## [Exercise task]
Extract every line of the records below word for word, leaving out the pictures.

## [Rows]
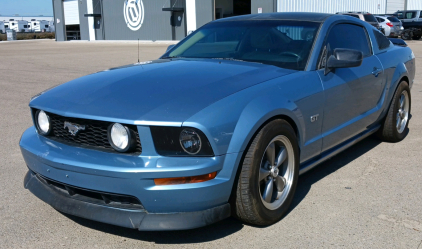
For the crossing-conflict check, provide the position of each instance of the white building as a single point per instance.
(39, 26)
(43, 21)
(2, 29)
(19, 25)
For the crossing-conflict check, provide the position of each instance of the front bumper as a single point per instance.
(169, 207)
(137, 219)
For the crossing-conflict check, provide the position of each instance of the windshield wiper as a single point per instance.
(234, 59)
(172, 57)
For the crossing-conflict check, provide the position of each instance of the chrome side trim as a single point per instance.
(311, 164)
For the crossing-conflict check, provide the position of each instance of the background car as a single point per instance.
(364, 16)
(391, 29)
(412, 23)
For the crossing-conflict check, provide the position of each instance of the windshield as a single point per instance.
(285, 44)
(369, 18)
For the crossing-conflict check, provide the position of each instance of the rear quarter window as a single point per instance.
(382, 41)
(393, 19)
(369, 18)
(410, 15)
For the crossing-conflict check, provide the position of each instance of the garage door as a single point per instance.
(394, 5)
(71, 12)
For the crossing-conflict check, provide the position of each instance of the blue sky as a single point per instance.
(26, 7)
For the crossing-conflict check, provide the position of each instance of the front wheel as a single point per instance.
(269, 175)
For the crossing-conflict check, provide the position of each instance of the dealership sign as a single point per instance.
(133, 11)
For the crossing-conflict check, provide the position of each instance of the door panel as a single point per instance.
(349, 94)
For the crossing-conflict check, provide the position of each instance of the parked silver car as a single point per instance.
(391, 25)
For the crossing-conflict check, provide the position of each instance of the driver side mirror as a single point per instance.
(170, 47)
(343, 58)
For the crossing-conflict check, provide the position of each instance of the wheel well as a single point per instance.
(404, 79)
(284, 117)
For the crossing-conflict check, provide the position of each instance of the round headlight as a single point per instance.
(119, 137)
(43, 123)
(190, 141)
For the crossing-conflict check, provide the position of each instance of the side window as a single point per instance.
(410, 15)
(382, 41)
(349, 36)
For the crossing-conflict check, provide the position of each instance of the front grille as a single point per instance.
(94, 136)
(92, 196)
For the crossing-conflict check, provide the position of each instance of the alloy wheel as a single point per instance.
(403, 112)
(276, 172)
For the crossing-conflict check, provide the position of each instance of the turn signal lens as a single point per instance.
(184, 180)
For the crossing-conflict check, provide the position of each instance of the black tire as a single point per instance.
(388, 131)
(406, 35)
(247, 203)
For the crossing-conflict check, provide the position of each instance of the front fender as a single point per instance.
(231, 122)
(257, 113)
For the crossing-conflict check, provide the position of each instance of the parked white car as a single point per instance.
(390, 30)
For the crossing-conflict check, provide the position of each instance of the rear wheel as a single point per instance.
(406, 35)
(268, 176)
(396, 122)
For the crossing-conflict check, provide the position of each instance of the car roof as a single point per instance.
(299, 16)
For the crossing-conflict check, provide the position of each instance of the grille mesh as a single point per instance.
(94, 135)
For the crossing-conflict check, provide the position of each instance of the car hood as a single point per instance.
(161, 91)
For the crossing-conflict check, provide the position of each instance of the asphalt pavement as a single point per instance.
(369, 196)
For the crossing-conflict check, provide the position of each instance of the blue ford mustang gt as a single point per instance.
(222, 124)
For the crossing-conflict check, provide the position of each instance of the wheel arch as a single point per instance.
(242, 155)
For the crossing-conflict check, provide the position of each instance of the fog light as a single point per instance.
(184, 180)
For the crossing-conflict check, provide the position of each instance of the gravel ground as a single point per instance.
(366, 197)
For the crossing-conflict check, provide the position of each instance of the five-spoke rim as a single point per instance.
(403, 112)
(276, 172)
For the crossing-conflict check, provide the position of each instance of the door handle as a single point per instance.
(376, 71)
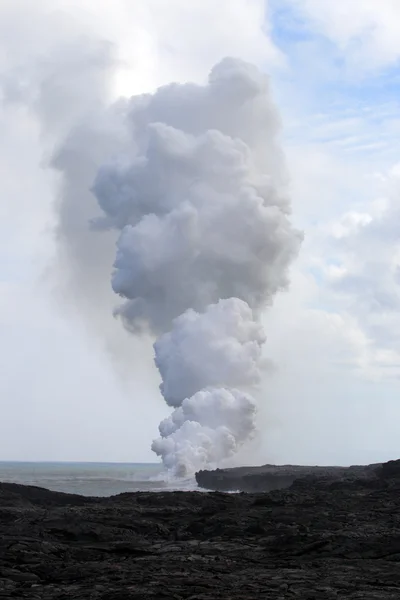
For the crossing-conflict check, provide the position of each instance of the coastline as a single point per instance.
(321, 538)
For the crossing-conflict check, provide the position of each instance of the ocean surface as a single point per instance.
(93, 479)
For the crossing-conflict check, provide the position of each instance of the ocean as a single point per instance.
(93, 479)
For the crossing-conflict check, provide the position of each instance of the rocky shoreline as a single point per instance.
(322, 538)
(272, 477)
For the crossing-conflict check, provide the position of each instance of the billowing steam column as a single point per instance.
(205, 244)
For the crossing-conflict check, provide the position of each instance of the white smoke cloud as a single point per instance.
(209, 427)
(205, 243)
(219, 347)
(201, 203)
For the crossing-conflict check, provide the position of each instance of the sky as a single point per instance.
(73, 384)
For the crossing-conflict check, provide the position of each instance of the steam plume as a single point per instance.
(204, 245)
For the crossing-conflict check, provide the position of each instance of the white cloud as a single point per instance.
(56, 384)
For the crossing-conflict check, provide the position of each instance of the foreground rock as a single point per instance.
(320, 539)
(272, 477)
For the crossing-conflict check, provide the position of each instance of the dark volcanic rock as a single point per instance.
(324, 538)
(272, 477)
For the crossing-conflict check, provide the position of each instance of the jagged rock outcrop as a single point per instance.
(324, 538)
(272, 477)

## [Output of the exercise]
For the crossing-conflict check, provide the position of each instance of the white building as a single point per instance.
(39, 26)
(43, 21)
(2, 29)
(19, 25)
For the crossing-conflict check, provide the position of each instance of the front bumper as a single point per instance.
(169, 207)
(137, 219)
For the crossing-conflict check, provide the position of each instance of the windshield wiper as a single point per instance.
(234, 59)
(172, 57)
For the crossing-conflict check, provide the position of each instance of the chrome side trim as a single point per instance.
(311, 164)
For the crossing-conflict check, provide the position of each instance of the background car as a single point per instance.
(364, 16)
(391, 29)
(412, 23)
For the crossing-conflict check, provide the position of each instance of the windshield as a single point per instance.
(285, 44)
(369, 18)
For the crossing-conflict check, provide the position of each instance of the rear quarter window as a single point per instance.
(382, 41)
(393, 19)
(369, 18)
(410, 15)
For the crossing-conflict check, provide the position of each instance of the garage door as a single point per instance.
(394, 5)
(71, 12)
For the crossing-conflict check, provide the position of each instance of the blue sky as a single point per instance.
(26, 7)
For the crossing-conflict check, provide the position of each instance of the front wheel as a single point per instance.
(269, 175)
For the crossing-conflict check, provide the position of each instance of the dealership sign as a single point per instance.
(133, 11)
For the crossing-conflict check, provide the position of each instance of the door panel as a single point per instance.
(349, 94)
For the crossing-conflict check, provide the position of each instance of the parked silver car as a single point per instance.
(391, 25)
For the crossing-conflict check, provide the position of each instance of the driver side mirror as a single point per instance.
(170, 47)
(343, 58)
For the crossing-conflict check, provide the position of each instance of the wheel well as a single point per instance.
(404, 79)
(284, 117)
For the crossing-conflict check, provide the position of each instance of the round headlight as a single point per instance.
(119, 137)
(43, 123)
(190, 141)
For the crossing-conflict check, provide the position of each instance of the side window as a single point per instance.
(410, 15)
(382, 41)
(349, 36)
For the crossing-conflict check, provide the position of each instance of the front grille as a single point per instance.
(94, 136)
(92, 196)
For the crossing-conflict check, provide the position of each instance of the alloy wheel as a single point per instance.
(403, 112)
(276, 172)
For the crossing-conflict check, provide the position of each instance of the turn signal lens as a single point per instance.
(184, 180)
For the crossing-conflict check, provide the position of each instance of the black tire as a single point per instance.
(388, 131)
(406, 35)
(247, 203)
For the crossing-conflict check, provide the position of each instance of the front fender as a single point per instance.
(231, 122)
(257, 113)
For the crossing-conflict check, provide the position of each instance of the parked white car as a single point per instance.
(390, 30)
For the crossing-conflict check, provide the position of each instance of the rear wheel as a single point per instance.
(406, 35)
(268, 176)
(396, 122)
For the crossing-conflict check, provide the position of each instance of the car roof as a single point per instance.
(299, 16)
For the crossing-conflict check, provide the position of each instance of the grille mesh as a single point per instance.
(94, 135)
For the crossing-conflict check, provide the position of each instance of the car hood as a single point per instance.
(161, 91)
For the crossing-conflict check, provide the position of each instance of the asphalt pavement as a single point per instance.
(369, 196)
For the crossing-conflict check, provide the position of each instance of the blue ford mustang gt as a single point per instance.
(222, 124)
For the crossing-conflict check, provide the position of each instance of the wheel arch as a single point per instance.
(242, 155)
For the crossing-conflict check, provide the position of each instance of the fog light as a single point per instance.
(184, 180)
For the crossing-conflict check, provide the position of each instance of the gravel ground as a single point per instance.
(366, 197)
For the crossing-conflict check, provide the position of each instance of the five-spoke rim as a single point per instance.
(403, 112)
(276, 172)
For the crossing-conflict check, provide the position of each instance of the door handle as a single point per instance.
(376, 71)
For the crossing-conflict check, provide the position of each instance of the coastline as a single point per instance.
(321, 538)
For the crossing-conflict check, provide the position of each instance of the ocean surface as a single point per instance.
(93, 479)
For the crossing-conflict check, provide the position of each instance of the ocean as a single point per instance.
(93, 479)
For the crossing-conflict check, provide the position of each instance of the rocky shoreline as a single point per instance.
(322, 538)
(272, 477)
For the crossing-conflict check, provide the position of each instance of the billowing steam column as a single point per instance.
(205, 244)
For the crossing-conflict check, provide the position of each instance of the white smoke cloud as a single point per instance.
(209, 427)
(205, 243)
(219, 347)
(201, 203)
For the crossing-conflict check, provide the position of each instance of the sky as a single point per instance.
(73, 384)
For the crossing-conflict check, provide the position of each instance of the steam plume as a single point per instance.
(204, 245)
For the crossing-conflict check, provide the position of each instance of the white cloud as a single point per instance.
(56, 384)
For the crossing-conflict check, provide the position of each instance of the foreground rock as a single point per instance.
(320, 539)
(272, 477)
For the crossing-conflict check, provide the position of each instance of the dark volcanic rock as a single point per instance.
(324, 538)
(272, 477)
For the crossing-conflict check, provide the position of each instance of the jagged rock outcrop as a single point per instance.
(324, 538)
(272, 477)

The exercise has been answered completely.